----- DATA TO PROCESS

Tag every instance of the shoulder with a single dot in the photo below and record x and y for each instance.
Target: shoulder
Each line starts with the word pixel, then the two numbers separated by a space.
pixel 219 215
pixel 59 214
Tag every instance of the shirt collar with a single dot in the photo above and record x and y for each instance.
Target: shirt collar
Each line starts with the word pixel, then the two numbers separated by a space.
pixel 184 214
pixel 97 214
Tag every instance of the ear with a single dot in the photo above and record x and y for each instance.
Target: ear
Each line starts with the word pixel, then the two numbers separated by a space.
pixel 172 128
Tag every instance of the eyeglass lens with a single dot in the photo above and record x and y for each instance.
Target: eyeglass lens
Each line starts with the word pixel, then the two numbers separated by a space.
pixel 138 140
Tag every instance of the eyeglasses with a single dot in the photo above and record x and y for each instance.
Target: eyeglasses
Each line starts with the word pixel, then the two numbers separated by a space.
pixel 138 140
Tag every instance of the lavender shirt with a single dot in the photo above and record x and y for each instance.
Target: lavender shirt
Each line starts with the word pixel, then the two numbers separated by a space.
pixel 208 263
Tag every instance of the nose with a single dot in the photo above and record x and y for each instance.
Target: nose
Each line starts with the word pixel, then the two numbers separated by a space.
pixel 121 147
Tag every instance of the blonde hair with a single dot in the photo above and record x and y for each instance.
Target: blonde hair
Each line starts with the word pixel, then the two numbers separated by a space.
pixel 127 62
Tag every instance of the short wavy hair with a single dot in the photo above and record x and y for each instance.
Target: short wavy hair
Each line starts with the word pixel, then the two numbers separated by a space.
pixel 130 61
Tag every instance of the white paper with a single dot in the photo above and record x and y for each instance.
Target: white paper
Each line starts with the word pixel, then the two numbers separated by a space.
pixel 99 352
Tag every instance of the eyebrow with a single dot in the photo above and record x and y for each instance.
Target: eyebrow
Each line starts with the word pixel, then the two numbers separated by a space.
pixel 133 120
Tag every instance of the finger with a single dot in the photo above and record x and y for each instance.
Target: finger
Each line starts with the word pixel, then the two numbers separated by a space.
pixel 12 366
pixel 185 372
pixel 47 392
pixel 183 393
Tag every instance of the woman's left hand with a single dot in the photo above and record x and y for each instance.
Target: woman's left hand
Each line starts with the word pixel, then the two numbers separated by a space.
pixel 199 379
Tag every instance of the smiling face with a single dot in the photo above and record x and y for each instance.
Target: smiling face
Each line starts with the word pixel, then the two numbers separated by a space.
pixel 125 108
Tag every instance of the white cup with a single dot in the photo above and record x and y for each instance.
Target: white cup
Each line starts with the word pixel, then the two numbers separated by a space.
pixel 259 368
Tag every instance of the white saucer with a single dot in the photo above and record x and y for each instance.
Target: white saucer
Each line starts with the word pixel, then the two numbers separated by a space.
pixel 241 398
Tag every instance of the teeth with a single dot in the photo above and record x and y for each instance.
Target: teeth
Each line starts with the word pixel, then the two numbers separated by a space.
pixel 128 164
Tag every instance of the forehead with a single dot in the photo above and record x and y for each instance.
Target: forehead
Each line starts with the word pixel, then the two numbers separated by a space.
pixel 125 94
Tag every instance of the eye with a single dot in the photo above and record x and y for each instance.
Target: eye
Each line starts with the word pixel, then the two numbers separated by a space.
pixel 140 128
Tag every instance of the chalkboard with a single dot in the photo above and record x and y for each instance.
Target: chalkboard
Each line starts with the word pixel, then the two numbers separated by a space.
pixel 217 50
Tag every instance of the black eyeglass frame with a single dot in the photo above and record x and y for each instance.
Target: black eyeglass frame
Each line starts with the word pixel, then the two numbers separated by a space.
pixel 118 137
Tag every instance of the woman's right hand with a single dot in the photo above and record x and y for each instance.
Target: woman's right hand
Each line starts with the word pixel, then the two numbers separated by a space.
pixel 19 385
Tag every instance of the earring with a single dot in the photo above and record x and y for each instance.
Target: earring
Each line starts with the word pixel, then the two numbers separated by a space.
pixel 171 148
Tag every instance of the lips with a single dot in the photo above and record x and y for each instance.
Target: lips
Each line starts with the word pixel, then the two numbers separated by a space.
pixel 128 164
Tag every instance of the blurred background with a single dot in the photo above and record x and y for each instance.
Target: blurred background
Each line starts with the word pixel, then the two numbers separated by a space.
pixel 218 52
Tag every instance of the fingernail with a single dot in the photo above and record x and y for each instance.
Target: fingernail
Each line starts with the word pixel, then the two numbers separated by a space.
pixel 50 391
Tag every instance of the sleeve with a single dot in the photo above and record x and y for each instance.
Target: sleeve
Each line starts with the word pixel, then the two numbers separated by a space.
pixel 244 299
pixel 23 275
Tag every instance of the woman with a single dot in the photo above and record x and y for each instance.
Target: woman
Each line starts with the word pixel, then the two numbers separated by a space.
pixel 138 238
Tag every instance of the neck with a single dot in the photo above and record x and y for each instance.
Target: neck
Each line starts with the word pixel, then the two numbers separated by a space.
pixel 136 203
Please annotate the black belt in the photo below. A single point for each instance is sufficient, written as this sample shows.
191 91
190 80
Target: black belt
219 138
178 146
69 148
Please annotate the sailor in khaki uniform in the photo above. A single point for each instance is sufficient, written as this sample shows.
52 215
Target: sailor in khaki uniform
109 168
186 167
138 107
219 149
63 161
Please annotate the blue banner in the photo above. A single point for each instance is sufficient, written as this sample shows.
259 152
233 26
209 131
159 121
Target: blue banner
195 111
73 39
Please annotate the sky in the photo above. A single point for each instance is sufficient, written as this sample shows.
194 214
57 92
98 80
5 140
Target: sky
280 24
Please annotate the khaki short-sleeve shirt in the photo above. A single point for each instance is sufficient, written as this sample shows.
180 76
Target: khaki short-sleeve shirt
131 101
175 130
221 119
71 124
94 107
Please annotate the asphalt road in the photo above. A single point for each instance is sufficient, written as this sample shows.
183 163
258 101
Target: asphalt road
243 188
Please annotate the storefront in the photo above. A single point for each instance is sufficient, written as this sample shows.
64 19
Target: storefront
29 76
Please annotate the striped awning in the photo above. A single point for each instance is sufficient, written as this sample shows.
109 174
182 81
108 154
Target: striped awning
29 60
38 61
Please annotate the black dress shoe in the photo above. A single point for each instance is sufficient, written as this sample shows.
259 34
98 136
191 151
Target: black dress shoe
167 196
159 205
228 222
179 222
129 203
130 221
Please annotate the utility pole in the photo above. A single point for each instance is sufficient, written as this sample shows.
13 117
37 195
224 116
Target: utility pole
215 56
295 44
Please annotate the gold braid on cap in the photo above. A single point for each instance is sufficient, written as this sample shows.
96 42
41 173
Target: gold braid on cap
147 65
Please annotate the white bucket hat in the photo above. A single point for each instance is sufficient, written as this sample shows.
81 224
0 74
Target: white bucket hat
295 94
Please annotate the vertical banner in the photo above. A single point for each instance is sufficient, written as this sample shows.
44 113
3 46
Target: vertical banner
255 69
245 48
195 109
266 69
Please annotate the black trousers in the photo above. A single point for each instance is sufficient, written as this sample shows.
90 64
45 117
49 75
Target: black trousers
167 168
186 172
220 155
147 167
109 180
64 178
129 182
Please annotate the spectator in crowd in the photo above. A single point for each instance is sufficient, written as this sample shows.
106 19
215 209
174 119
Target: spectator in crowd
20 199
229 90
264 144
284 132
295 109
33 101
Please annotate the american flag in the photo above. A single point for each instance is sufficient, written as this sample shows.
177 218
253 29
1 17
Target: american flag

----------

__DIRECTIONS FOR THIS TASK__. Reproduce the full block of data exactly, omitting nothing.

__EXERCISE OUTPUT__.
Tag every instance of the shoulder with a single dot in the photo below and record x and y for each instance.
Target: shoulder
Each line starts with the word pixel, then the two numbers separated by a space.
pixel 219 215
pixel 59 214
Tag every instance of the shirt collar with a single dot in the photo above and record x and y for each instance.
Target: shirt collar
Each line starts with the word pixel, then the two numbers separated by a space.
pixel 184 214
pixel 97 214
Tag every instance of the ear with a single dot in the photo above and record x and y for each instance.
Target: ear
Each line starts with the word pixel, then the two numbers separated by a space.
pixel 172 128
Tag every instance of the eyeglass lens with a single dot in the photo above and record x and y for each instance.
Target: eyeglass lens
Each line starts with the word pixel, then the two numbers separated by a space.
pixel 138 140
Tag every instance of the eyeglasses with a single dot in the photo above and record x and y for each instance.
Target: eyeglasses
Each line starts with the word pixel, then the two numbers separated by a space.
pixel 138 140
Tag every instance of the lavender shirt with a single dot in the photo above and record x and y for each instance.
Target: lavender shirt
Each line starts with the word pixel, then the two numbers separated by a space.
pixel 208 263
Tag every instance of the nose with a single dot in the photo above and record x and y for each instance.
Target: nose
Each line starts with the word pixel, then the two numbers separated by a space.
pixel 121 147
Tag every instance of the blonde hair with a single dot in the photo above and record x and y for each instance.
Target: blonde hair
Each line starts with the word pixel, then the two numbers separated by a space.
pixel 127 62
Tag every instance of the short wavy hair with a single dot in the photo above and record x and y for each instance.
Target: short wavy hair
Each line starts with the word pixel, then the two numbers separated by a space.
pixel 130 61
Tag every instance of the white paper with a single dot in the photo above and record x and y for each instance.
Target: white paper
Each line starts with the word pixel, then the two numbers separated by a space.
pixel 99 352
Tag every instance of the eyebrow with a single dot in the photo above and record x and y for each instance.
Target: eyebrow
Each line starts with the word pixel, then the two numbers separated by a space.
pixel 133 120
Tag every instance of the finger with a single dot in the photo above and record x and y for each instance.
Target: finger
Each line starts with the word pixel, then the two numbers separated by a space.
pixel 12 366
pixel 185 372
pixel 47 392
pixel 183 393
Tag every instance of the woman's left hand with a single dot in the photo above and record x and y for each instance.
Target: woman's left hand
Each line starts with the word pixel, then the two numbers separated by a space.
pixel 199 379
Tag every instance of the smiling face with a single dot in the photo above and record x and y for each instance.
Target: smiling face
Each line starts with the word pixel, then the two numbers separated by a space.
pixel 125 108
Tag every instance of the white cup with a single dot in the photo above and record x and y for each instance.
Target: white cup
Each line starts with the word pixel, then the two numbers separated by a space.
pixel 259 368
Tag every instance of the white saucer with a single dot in the photo above and record x and y for each instance.
Target: white saucer
Each line starts with the word pixel, then the two numbers separated by a space.
pixel 241 398
Tag every instance of the teeth with a single dot in the photo above and record x and y for each instance.
Target: teeth
Each line starts with the word pixel, then the two numbers separated by a space.
pixel 128 164
Tag every instance of the forehead with a single dot in the photo above and record x and y for each instance.
Target: forehead
Each line starts with the word pixel, then the two numbers separated by a space.
pixel 125 94
Tag every instance of the eye with a single dot in the photo above and record x and y for each instance.
Target: eye
Each line starts with the word pixel, then the two numbers separated by a space.
pixel 140 128
Tag every instance of the chalkboard with a single dot in the photo above and record x and y for each instance.
Target: chalkboard
Each line starts with the word pixel, then the two numbers separated by a space.
pixel 217 50
Tag every instance of the black eyeglass frame with a single dot in the photo above and record x and y for each instance.
Target: black eyeglass frame
Each line starts with the word pixel, then the two numbers separated by a space.
pixel 118 137
Tag every instance of the woman's right hand with a single dot in the photo above and record x and y for each instance.
Target: woman's right hand
Each line starts with the word pixel, then the two numbers separated by a space.
pixel 19 385
Tag every instance of the earring with a single dot in the photo above and record x and y for each instance.
Target: earring
Each line starts with the word pixel, then the two numbers separated by a space.
pixel 171 148
Tag every instance of the lips with a single dot in the photo above and record x and y for each instance.
Target: lips
Each line starts with the word pixel, then the two numbers separated by a space.
pixel 128 164
Tag every instance of the blurred background with a single dot in the photo above and record x and y for each instance.
Target: blurred background
Each line starts with the word pixel, then the two numbers separated by a space.
pixel 218 52
Tag every instance of the fingernail with a single dot in the photo above and record x and y for each instance.
Target: fingernail
Each line starts with the word pixel, then the two numbers separated by a space.
pixel 50 391
Tag every instance of the sleeve with a single dot in the photo above and record x and y for each instance.
Target: sleeve
Each line starts with the word pixel, then the two numbers separated by a space.
pixel 244 299
pixel 23 275
Tag every instance of the woman with a single dot in the photo above and record x and y for each instance.
Target: woman
Each line starts with the word pixel, then the two numbers separated by a space.
pixel 138 238
Tag every instance of the neck with a single dot in the photo above and record x and y for each instance.
Target: neck
Each line starts with the word pixel, then the two numbers separated by a space.
pixel 136 203
Please annotate the black belt in the photo below. A single point for each instance is sufficient, written as this sample shows.
191 91
190 80
Target: black belt
219 138
178 146
69 148
Please annotate the sailor in khaki uniform in the photo above. A single point for each instance is sufficient, written as this sample shows.
52 215
Target: sailor in khaki uniform
109 168
186 167
138 107
219 149
63 161
Please annotate the blue banner in the photo above. A single point for each instance is sufficient, written as this sample shows.
259 152
233 26
209 131
159 121
Target: blue banner
195 111
73 39
Please annotate the sky in the photo above. A single point for each instance is sufficient, written as this sample shows.
194 214
57 92
98 80
5 140
Target: sky
280 24
Please annotate the khaki short-sleeve shirt in the photo above. A single point for each instance is sufficient, written as this sample shows.
180 76
Target: khaki short-sleeve shirt
131 101
175 130
221 119
71 124
94 107
Please annotate the asphalt road in the photo above. A single point for each instance is sufficient, written as this sample shows.
183 163
258 101
Target: asphalt road
243 188
Please annotate the storefront in the photo above. A single point for each instance is sufficient, written as this sample shows.
64 19
Target: storefront
29 76
Please annotate the striped awning in the photo above. A single point for each instance is sufficient, written as this sample shows.
109 174
182 81
108 154
Target: striped awning
29 60
38 61
Please annotate the black dress shoe in the photo above. A single point for each instance is sufficient, written as this sample shows.
259 34
98 136
191 151
Target: black dress shoe
167 196
159 205
228 222
179 222
129 203
130 221
Please annotate the utility pole in the photo above. A single point for each instance is sufficient, written as this sample shows.
13 117
37 195
224 116
Target: utility pole
215 56
295 44
Please annotate the gold braid on cap in the photo above. A single point for each instance is sufficient, written as this sample shows.
96 42
41 173
Target: gold braid on cap
147 65
Please annotate the white bucket hat in the photo above. A single point for each instance is sufficient, written as this sample shows.
81 224
0 74
Target: white bucket hat
295 94
Please annotate the vertical banner in the photo above. A single point for each instance is sufficient, written as this sample shows.
44 113
3 46
Target: vertical banner
255 69
245 48
195 109
266 69
Please annotate the black trousers in the photo above. A single point for each instance is sufficient, written as this sample shows.
90 64
45 117
49 75
Target: black trousers
167 168
186 172
220 155
147 167
109 180
64 178
129 182
Please annotate the spectator in crowd in the photo above. A single point for each instance is sufficient, written as this sample shows.
106 19
215 209
174 119
Target: spectator in crowd
20 199
229 90
264 144
284 132
295 109
33 101
Please annotate the american flag in the photo above. A single point for each instance is sufficient, written as this sample shows.
177 218
253 29
1 17
Target: american flag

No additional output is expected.